(Saved entries)
----------------------------------------
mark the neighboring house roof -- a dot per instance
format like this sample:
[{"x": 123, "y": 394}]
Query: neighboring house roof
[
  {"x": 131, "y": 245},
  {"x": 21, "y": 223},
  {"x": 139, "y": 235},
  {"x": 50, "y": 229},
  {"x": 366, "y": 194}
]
----------------------------------------
■ Exercise
Please copy the whole listing above character for character, keeping every line in its original order.

■ Result of this task
mark the neighboring house roof -- a dot per instance
format like this sample:
[{"x": 123, "y": 394}]
Query: neighboring house roof
[
  {"x": 131, "y": 245},
  {"x": 21, "y": 223},
  {"x": 139, "y": 235},
  {"x": 50, "y": 229},
  {"x": 366, "y": 194}
]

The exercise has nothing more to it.